* TEXT:
= = = =
The Surprising Power of our Social Networks

Have you noticed that emotions are contagious? If there was any doubt about that, this fascinating book lays them to rest: “Connected: The Surprising Power of our Social Networks and How they Shape our Lives”. Great explanation of how emotions and moods can spread from person to person. When I thought about the contagion of feelings, I was reminded of college days when everyone was studying for finals. I used to leave campus because I felt affected by the panic and anxiety among the students – now I find out that there was a scientific explanation for my behavior!

The authors apply their theory to many fields, including relationships, finance, and health care. In relationships: how did you meet your partner? We tend to marry someone who’s a friend of a friend, or within our extensive social network.


In finance: If you see a long line outside a bank, chances are you’re going to ask “what’s going on?” and you might join the line to withdraw your money too! Just like Black Monday, the stock market crash in 1987 – when we see other people selling their stocks, we anticipate a downturn, and we sell our stocks. In health care: obesity, sexually transmitted diseases. Obese people tend to have obese friends; we’re influenced by the behavior of our friends and our friend’s friends. So if I’m with a friend who eats a lot, I might eat more than I usually do. In addition to behavior, we change our norms – I might not eat more, but if my friend and her friends become obese, my notion of acceptable body size might change – the norm itself changes.
= = = =
* RECORD EXTRACTS:

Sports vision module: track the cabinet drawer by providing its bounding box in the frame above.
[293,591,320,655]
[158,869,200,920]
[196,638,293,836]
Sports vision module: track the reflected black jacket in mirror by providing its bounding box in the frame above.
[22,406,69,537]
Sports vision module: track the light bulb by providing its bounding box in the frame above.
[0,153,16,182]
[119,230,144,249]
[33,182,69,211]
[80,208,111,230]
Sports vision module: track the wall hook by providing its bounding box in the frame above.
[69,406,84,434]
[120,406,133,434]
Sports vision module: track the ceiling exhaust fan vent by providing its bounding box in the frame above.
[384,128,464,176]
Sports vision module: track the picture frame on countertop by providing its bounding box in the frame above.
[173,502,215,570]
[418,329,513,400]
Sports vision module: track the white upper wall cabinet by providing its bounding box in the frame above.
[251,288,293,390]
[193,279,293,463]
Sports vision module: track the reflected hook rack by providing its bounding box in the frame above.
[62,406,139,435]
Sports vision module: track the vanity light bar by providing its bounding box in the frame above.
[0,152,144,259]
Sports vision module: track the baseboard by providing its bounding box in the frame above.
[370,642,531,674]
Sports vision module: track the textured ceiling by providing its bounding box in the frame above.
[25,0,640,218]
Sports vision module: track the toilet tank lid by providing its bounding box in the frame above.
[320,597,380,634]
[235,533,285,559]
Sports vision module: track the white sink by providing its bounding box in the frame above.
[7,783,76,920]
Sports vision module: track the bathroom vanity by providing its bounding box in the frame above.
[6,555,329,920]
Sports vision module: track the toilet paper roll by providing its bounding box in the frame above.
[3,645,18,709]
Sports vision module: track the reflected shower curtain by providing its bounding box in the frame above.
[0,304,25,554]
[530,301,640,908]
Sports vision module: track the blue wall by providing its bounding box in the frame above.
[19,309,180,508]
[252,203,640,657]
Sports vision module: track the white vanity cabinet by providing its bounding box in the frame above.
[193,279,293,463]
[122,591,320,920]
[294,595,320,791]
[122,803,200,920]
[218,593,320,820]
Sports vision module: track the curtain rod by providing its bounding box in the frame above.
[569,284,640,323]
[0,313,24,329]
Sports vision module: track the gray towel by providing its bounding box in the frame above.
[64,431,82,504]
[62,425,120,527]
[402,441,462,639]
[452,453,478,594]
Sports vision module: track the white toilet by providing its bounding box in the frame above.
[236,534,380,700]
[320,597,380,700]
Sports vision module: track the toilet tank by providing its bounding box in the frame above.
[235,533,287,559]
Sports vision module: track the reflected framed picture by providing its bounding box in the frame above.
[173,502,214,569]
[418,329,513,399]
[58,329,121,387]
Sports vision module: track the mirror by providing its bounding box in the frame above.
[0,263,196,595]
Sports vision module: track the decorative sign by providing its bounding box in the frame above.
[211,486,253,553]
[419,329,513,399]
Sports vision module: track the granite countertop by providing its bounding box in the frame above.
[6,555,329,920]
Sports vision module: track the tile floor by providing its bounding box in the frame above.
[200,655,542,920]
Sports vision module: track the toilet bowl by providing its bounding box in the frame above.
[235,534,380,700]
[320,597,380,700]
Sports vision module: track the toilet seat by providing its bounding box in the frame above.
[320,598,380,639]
= = = =
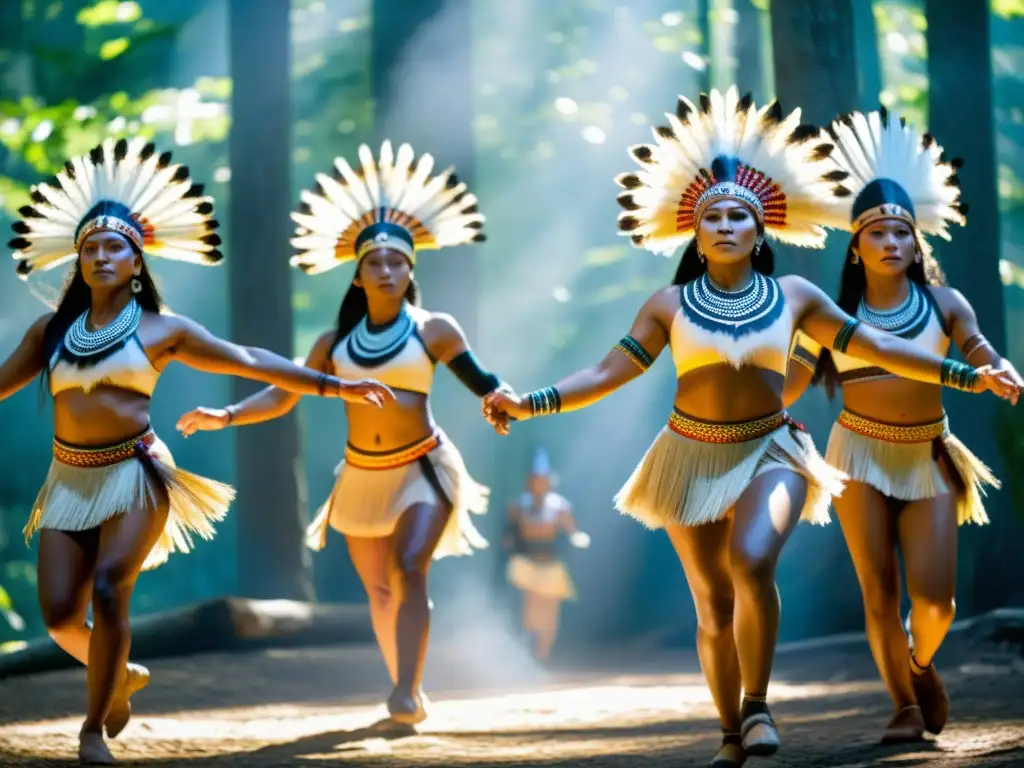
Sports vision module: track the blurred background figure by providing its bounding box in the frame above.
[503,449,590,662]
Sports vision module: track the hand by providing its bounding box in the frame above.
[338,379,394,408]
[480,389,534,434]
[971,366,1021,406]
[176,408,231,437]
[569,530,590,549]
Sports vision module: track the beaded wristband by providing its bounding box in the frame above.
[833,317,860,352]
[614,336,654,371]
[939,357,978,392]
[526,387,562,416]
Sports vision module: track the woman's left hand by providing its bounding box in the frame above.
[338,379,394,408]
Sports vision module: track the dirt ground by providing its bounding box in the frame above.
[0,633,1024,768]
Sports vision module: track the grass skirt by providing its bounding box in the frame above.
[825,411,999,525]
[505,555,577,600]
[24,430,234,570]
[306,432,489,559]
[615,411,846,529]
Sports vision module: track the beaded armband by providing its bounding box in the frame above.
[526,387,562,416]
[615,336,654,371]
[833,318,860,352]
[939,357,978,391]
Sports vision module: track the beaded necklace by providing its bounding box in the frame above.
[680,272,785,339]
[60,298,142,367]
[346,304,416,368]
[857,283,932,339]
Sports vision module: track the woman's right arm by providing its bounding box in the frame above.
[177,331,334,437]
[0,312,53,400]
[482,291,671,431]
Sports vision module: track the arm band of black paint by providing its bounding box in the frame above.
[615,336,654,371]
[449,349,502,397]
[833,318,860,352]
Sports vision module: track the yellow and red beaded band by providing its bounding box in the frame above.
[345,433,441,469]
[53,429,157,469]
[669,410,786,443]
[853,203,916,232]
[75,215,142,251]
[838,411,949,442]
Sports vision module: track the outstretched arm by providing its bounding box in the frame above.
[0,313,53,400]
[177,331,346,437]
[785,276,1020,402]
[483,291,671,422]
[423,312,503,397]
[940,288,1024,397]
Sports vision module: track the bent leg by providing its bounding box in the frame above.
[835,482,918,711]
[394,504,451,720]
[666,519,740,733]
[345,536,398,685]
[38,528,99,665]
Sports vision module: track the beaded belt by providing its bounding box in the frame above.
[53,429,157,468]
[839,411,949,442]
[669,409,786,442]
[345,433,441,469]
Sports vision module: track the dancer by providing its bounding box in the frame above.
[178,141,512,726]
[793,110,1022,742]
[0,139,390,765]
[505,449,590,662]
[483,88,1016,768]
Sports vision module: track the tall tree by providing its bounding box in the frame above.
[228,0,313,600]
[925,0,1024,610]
= = = =
* PROBLEMS TO WORK ON:
A: Edit the text on social networks between "Have you noticed" and "extensive social network.", inclusive, replacing "finals" with "exams".
B: In the text on social networks, what year does Black Monday take place?
C: Continue the text on social networks from where it stops.
You won't need the rows.

* RESPONSES PER TASK:
A:
Have you noticed that emotions are contagious? If there was any doubt about that, this fascinating book lays them to rest: “Connected: The Surprising Power of our Social Networks and How they Shape our Lives”. Great explanation of how emotions and moods can spread from person to person. When I thought about the contagion of feelings, I was reminded of college days when everyone was studying for exams. I used to leave campus because I felt affected by the panic and anxiety among the students – now I find out that there was a scientific explanation for my behavior!

The authors apply their theory to many fields, including relationships, finance, and health care. In relationships: how did you meet your partner? We tend to marry someone who’s a friend of a friend, or within our extensive social network.

B: 1987

C:
When the authors and others study social networks, they gain an understanding of how ideas, behavior and trends spread – and they can use this in service of stopping the spread of bad things, like germs or diseases. People working in public health have been using this approach for several years, for example, to get people to practice safer sex, and to use condoms. In order to get the message out with the highest effect, they find and talk to the person or persons who are hubs of those networks – those in the middle who have the most connections, and those who connect different groups of people. Those are the opinion leaders, the influencers.

Likewise, if we’re trying to promote change – social change, healthy practices, or improving a practice in a company or an organization – we would do well to use those influence leaders, both to assess the climate and interest in change, and to advocate for the change.